*** Opening Text under study ***

First UK Airport Coronavirus Testing begins

Written by: AllClear Team
Last updated: 20 September 2023 | Created: 21 October 2020

Last updated on September 20th, 2023 at 03:21 pm

Passengers flying from Heathrow to Hong Kong on Tuesday will be the first to have the option of paying for a rapid Covid test before checking in.

The test will cost £80 and the result is guaranteed within an hour.

The aim is to help people travelling to destinations where proof of a negative result is required on arrival.

A growing number of countries have classified the UK as being “at risk”, meaning travellers from the UK face more restrictions but this test should help.

The authorities in Hong Kong now require people to have a negative test result, taken within 72 hours of a flight from London.

The rapid saliva swab, which is now available at Heathrow Terminals 2 and 5, is known as a Lamp (Loop-mediated Isothermal Amplification) test.

British Airways, Virgin Atlantic and Cathay Pacific will now offer this test to customers.

 

Confidence to Travel

A Lamp test is quicker than the PCR test, which is widely used in the NHS, because the sample does not need to be sent to a laboratory.

Collinson, the company behind the initiative at Heathrow, admitted that the Lamp test is “slightly less sensitive” than the PCR test.

*** Closing Text under study ***
*** Opening Material supplied ***

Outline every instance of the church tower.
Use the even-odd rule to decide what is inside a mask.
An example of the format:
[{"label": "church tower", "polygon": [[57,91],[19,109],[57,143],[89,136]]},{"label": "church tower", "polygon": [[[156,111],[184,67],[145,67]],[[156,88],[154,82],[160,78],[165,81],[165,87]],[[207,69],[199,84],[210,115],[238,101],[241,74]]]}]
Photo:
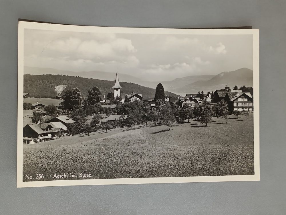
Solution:
[{"label": "church tower", "polygon": [[114,95],[114,97],[116,96],[120,96],[120,88],[121,86],[120,86],[119,81],[118,80],[118,74],[117,74],[117,68],[116,68],[116,77],[115,78],[115,83],[112,88],[113,88]]}]

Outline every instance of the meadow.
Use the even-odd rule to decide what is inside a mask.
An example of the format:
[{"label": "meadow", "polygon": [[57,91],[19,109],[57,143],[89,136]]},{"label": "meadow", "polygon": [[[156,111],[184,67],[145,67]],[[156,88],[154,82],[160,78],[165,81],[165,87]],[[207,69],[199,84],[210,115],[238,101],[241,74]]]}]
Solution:
[{"label": "meadow", "polygon": [[[24,145],[23,174],[83,172],[93,179],[253,175],[253,115],[230,118],[227,124],[214,118],[206,127],[192,120],[170,131],[164,125],[119,128]],[[59,179],[40,180],[48,179]]]}]

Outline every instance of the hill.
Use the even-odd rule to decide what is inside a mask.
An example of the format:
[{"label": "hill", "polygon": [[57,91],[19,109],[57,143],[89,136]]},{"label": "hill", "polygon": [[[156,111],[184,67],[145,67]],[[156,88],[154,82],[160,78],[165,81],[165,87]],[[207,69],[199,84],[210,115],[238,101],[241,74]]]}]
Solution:
[{"label": "hill", "polygon": [[253,71],[247,68],[242,68],[235,71],[223,72],[207,80],[198,81],[177,89],[177,92],[188,92],[195,93],[203,90],[207,92],[224,88],[225,85],[232,87],[243,85],[253,85]]},{"label": "hill", "polygon": [[[132,92],[141,93],[144,98],[154,97],[156,90],[138,84],[120,82],[122,93],[130,93]],[[82,96],[86,96],[88,91],[94,86],[98,87],[103,93],[112,91],[114,84],[113,81],[88,79],[67,75],[38,75],[25,74],[24,75],[24,91],[28,92],[33,97],[41,95],[42,97],[54,98],[57,94],[55,87],[62,85],[66,85],[65,92],[69,89],[78,87]],[[165,91],[166,95],[177,95],[170,92]]]}]

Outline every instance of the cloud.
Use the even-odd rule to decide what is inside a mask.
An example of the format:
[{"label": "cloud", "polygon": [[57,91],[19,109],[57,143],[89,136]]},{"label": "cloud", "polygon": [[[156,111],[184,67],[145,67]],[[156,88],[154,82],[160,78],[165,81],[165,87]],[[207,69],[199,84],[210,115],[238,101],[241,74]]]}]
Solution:
[{"label": "cloud", "polygon": [[216,46],[213,47],[211,46],[207,48],[206,50],[211,53],[214,53],[218,54],[225,54],[227,53],[225,46],[221,42],[219,42]]}]

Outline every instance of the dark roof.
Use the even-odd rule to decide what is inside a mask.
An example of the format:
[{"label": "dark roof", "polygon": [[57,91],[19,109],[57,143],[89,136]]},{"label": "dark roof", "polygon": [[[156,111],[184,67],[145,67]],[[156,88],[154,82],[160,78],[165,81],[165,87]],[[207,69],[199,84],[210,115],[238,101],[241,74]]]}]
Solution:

*** Closing Material supplied ***

What is required
Answer these questions from the Heathrow testing article.
1. What will the test cost, and within what time is the result guaranteed?
2. At which Heathrow terminals is the rapid saliva swab available?
3. Which company is behind the initiative at Heathrow?

Response below
1. £80, with the result guaranteed within an hour.
2. Terminals 2 and 5.
3. Collinson.